● **TASK DESCRIPTION**: Rewrite all of the data below, replacing "a single point per instance" with "one point for each instance" wherever it occurs and leaving everything else unchanged.

* START RECORD SET *

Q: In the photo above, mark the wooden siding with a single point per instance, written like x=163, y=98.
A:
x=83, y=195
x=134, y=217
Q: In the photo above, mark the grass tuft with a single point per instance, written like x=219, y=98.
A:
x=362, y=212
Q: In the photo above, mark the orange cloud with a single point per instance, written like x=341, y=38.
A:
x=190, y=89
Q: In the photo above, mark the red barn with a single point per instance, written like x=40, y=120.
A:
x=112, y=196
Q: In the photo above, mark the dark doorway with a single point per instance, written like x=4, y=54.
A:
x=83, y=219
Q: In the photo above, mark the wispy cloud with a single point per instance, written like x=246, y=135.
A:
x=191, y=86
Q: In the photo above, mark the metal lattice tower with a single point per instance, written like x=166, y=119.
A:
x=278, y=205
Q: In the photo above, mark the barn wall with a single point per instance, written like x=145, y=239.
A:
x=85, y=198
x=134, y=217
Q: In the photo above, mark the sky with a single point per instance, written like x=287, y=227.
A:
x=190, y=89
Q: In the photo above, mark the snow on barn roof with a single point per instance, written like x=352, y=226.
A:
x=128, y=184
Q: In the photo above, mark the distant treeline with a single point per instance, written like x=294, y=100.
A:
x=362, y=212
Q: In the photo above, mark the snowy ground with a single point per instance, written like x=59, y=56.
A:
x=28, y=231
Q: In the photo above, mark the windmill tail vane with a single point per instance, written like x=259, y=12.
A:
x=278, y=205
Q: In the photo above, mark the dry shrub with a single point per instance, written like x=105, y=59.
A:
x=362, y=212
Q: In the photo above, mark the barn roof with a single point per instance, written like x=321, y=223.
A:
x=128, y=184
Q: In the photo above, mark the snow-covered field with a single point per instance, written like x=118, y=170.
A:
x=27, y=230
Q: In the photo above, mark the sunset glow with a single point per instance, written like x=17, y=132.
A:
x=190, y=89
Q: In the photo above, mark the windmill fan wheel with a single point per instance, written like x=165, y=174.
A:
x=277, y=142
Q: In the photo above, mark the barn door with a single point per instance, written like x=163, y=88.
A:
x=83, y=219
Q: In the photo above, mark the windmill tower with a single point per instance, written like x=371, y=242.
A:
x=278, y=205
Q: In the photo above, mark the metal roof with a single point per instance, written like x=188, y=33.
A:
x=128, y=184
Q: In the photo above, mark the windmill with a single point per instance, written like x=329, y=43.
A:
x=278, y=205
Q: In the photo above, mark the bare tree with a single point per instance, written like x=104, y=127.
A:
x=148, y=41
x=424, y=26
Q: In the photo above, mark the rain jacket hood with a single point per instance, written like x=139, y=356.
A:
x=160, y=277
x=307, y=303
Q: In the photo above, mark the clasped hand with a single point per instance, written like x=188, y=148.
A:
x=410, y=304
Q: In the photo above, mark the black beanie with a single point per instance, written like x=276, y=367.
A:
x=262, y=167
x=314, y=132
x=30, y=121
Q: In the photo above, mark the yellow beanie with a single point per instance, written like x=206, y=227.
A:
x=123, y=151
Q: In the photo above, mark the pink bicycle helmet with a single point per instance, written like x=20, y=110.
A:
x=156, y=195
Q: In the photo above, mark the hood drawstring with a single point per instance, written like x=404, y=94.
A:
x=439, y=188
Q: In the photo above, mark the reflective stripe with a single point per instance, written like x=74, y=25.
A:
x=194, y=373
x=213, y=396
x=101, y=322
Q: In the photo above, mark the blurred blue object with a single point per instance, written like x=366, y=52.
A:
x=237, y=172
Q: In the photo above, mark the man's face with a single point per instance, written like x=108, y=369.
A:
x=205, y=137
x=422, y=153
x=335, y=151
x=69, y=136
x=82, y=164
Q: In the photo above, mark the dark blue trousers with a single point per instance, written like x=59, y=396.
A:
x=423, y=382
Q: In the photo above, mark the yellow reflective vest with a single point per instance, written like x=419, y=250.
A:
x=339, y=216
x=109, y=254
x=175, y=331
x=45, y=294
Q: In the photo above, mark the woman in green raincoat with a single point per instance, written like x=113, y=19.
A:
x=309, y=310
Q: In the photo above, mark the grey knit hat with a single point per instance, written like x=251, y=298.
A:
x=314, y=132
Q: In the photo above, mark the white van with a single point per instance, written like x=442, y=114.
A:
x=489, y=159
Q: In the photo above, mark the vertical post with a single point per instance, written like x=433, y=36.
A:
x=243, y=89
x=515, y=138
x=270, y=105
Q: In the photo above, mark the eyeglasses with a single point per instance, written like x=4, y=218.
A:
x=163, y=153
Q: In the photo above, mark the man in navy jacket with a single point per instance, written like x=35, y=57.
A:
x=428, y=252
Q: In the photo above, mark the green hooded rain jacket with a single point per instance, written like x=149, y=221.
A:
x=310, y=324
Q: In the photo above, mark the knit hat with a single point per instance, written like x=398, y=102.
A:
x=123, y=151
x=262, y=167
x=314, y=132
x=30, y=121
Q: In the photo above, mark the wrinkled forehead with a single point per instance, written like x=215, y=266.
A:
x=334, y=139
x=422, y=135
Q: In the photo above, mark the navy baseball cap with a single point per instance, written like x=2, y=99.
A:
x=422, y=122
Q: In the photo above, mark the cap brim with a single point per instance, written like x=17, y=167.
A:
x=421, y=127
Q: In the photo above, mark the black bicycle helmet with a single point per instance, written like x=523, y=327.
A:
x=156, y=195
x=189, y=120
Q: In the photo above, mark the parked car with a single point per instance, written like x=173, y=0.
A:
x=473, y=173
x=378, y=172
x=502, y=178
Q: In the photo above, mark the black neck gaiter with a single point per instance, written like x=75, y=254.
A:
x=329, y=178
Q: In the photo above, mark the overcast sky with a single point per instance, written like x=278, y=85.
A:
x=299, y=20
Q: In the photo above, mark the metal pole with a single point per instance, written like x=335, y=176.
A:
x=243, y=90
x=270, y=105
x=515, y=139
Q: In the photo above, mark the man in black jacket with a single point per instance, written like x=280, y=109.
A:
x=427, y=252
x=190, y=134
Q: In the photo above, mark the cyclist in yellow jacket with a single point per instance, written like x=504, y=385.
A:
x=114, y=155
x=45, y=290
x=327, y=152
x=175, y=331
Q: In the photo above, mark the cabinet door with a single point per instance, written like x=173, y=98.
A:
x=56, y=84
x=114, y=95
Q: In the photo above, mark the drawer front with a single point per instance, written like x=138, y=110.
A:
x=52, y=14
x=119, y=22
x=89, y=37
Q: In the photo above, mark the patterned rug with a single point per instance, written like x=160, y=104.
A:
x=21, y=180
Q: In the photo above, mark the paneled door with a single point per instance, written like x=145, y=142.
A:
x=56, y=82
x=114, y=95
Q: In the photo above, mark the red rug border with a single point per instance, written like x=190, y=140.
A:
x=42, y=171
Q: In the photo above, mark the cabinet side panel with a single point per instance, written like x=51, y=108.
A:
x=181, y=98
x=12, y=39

* END RECORD SET *

● **TASK RESULT**:
Q: In the photo above, mark the wooden siding with one point for each instance, written like x=163, y=98.
A:
x=83, y=195
x=134, y=217
Q: In the photo above, mark the grass tuft with one point for each instance, written like x=219, y=98.
A:
x=362, y=212
Q: In the photo above, mark the orange cloud with one point for each instance, written like x=341, y=38.
A:
x=190, y=89
Q: In the photo above, mark the red barn with one point for each instance, written like x=40, y=120.
A:
x=112, y=196
Q: In the photo above, mark the dark doorway with one point for each instance, written like x=4, y=54.
A:
x=83, y=219
Q: In the photo above, mark the wispy cloud with one point for each instance, written like x=246, y=135.
A:
x=191, y=86
Q: In the photo above, mark the metal lattice tower with one point for each instance, written like x=166, y=119.
A:
x=278, y=205
Q: In the photo above, mark the barn wall with one point for each instance, written like x=145, y=239.
A:
x=85, y=198
x=134, y=217
Q: In the photo above, mark the sky with one point for each instance, written like x=287, y=227.
A:
x=190, y=89
Q: In the photo above, mark the snow on barn roof with one point for each instance, written like x=352, y=226.
A:
x=128, y=184
Q: In the photo above, mark the distant treeline with one point for each instance, written like x=294, y=100.
A:
x=362, y=212
Q: In the photo above, mark the snowy ground with one point for each instance, written like x=59, y=56.
A:
x=28, y=231
Q: In the photo above, mark the windmill tail vane with one point for each instance, written like x=259, y=12.
A:
x=278, y=205
Q: In the photo above, mark the dry shrub with one point for each instance, written like x=105, y=59.
A:
x=362, y=212
Q: In the photo above, mark the barn roof with one point for each instance, written like x=321, y=223.
A:
x=128, y=184
Q: In the photo above, mark the snow-covered field with one point for each instance, written like x=118, y=170.
A:
x=27, y=230
Q: In the photo above, mark the sunset glow with one point for each instance, written like x=17, y=132.
A:
x=190, y=89
Q: In the photo above, mark the windmill fan wheel with one point for each instance, written like x=165, y=174.
A:
x=277, y=142
Q: In the photo above, mark the barn door with one point for each instance, written like x=163, y=88.
A:
x=83, y=219
Q: In the photo above, mark the windmill tower with one point for each instance, written like x=371, y=242.
A:
x=278, y=205
Q: In the photo above, mark the metal roof with one point for each instance, written like x=188, y=33.
A:
x=128, y=184
Q: In the photo above, mark the windmill with one point for each instance, written like x=329, y=43.
A:
x=278, y=205
Q: In the photo above, mark the bare tree with one point for each instance, written like x=104, y=127.
A:
x=148, y=41
x=424, y=26
Q: In the photo above, mark the rain jacket hood with one point for each instance, written like x=139, y=356.
A:
x=160, y=277
x=307, y=303
Q: In the photo above, mark the clasped hand with one point for each instance, written like x=188, y=148.
A:
x=410, y=304
Q: In the photo above, mark the black beanie with one point for each instance, written like x=276, y=367.
A:
x=262, y=167
x=314, y=132
x=30, y=121
Q: In the photo above, mark the yellow beanie with one point for each instance, written like x=206, y=227.
A:
x=123, y=151
Q: In the photo above, mark the pink bicycle helmet with one point for each instance, written like x=20, y=110.
A:
x=156, y=195
Q: In the photo above, mark the hood drawstring with one point for each instance, written like x=404, y=94.
A:
x=439, y=188
Q: In the photo above, mark the reflective stripe with one point for each instance, written like x=74, y=25.
A:
x=194, y=373
x=213, y=396
x=101, y=322
Q: In the photo above, mark the blurred blue object with one point for each instance, written like x=366, y=52.
A:
x=237, y=172
Q: In the photo above, mark the man's face with one point for each instance, written like x=108, y=369.
A:
x=205, y=137
x=422, y=153
x=335, y=151
x=69, y=136
x=82, y=164
Q: In the photo above, mark the dark blue trousers with one point for each instance, written like x=59, y=396.
A:
x=423, y=382
Q: In the photo above, mark the yellow reflective vest with one point for each instance, written like x=419, y=250.
A:
x=339, y=216
x=109, y=254
x=175, y=331
x=45, y=294
Q: In the photo above, mark the woman in green raincoat with one point for each instance, written like x=113, y=19.
A:
x=309, y=310
Q: In the photo above, mark the grey knit hat with one point for each instance, written like x=251, y=298.
A:
x=314, y=132
Q: In the photo above, mark the white van with one point for each instance, written like x=442, y=114.
A:
x=489, y=159
Q: In the photo above, mark the vertical post with one point for each instance, written like x=433, y=36.
A:
x=243, y=89
x=515, y=138
x=270, y=105
Q: In the photo above, mark the eyeglasses with one point for each instance, written like x=4, y=218.
A:
x=163, y=153
Q: In the photo above, mark the man in navy jacket with one point for each instance, written like x=35, y=57.
A:
x=428, y=252
Q: In the photo above, mark the green hooded rain jacket with one point for each instance, written like x=149, y=221.
A:
x=310, y=324
Q: In the photo above, mark the knit hat with one point for each instance, written like x=398, y=102.
A:
x=123, y=151
x=262, y=167
x=314, y=132
x=30, y=121
Q: In the photo above, mark the wrinkled forehead with one point for each instance, written like x=215, y=266.
A:
x=334, y=139
x=422, y=135
Q: In the photo above, mark the navy baseball cap with one point for each instance, written like x=2, y=99.
A:
x=422, y=122
Q: In the photo above, mark the cap brim with one point for each instance, written like x=17, y=167.
A:
x=421, y=127
Q: In the photo above, mark the black bicycle helmet with one point for each instance, written like x=523, y=327.
A:
x=156, y=195
x=189, y=120
Q: In the photo above, mark the parked car with one point for each instance, written like x=173, y=0.
A:
x=473, y=173
x=378, y=172
x=502, y=178
Q: In the photo above, mark the black neck gaiter with one point for each instance, written like x=75, y=254.
A:
x=329, y=178
Q: In the photo above, mark the overcast sky with one point for each instance, written like x=278, y=85.
A:
x=299, y=20
Q: In the photo above, mark the metal pole with one point for each instance, written like x=335, y=176.
A:
x=243, y=90
x=270, y=105
x=515, y=139
Q: In the photo above, mark the man in black jacket with one point for each instance, written like x=280, y=109.
A:
x=427, y=252
x=190, y=134
Q: In the photo above, mark the cyclist in yellow jacket with one point for each instance, written like x=504, y=385.
A:
x=114, y=155
x=45, y=290
x=327, y=152
x=175, y=331
Q: In the photo above, mark the cabinet door with one point for each instance, written like x=173, y=98.
A:
x=56, y=84
x=114, y=95
Q: In the photo above, mark the drawer front with one point for each instance, written like x=138, y=110.
A:
x=52, y=14
x=119, y=22
x=89, y=37
Q: In the photo above, mark the patterned rug with one point for each instance, written like x=160, y=104.
A:
x=21, y=180
Q: In the photo above, mark the paneled door with one point for each instance, written like x=145, y=142.
A:
x=56, y=82
x=114, y=95
Q: In the photo above, mark the red rug border with one point for each instance, written like x=190, y=140.
A:
x=42, y=171
Q: In the photo above, mark the cabinet side panel with one point for each instance, written like x=51, y=108.
A:
x=181, y=98
x=12, y=39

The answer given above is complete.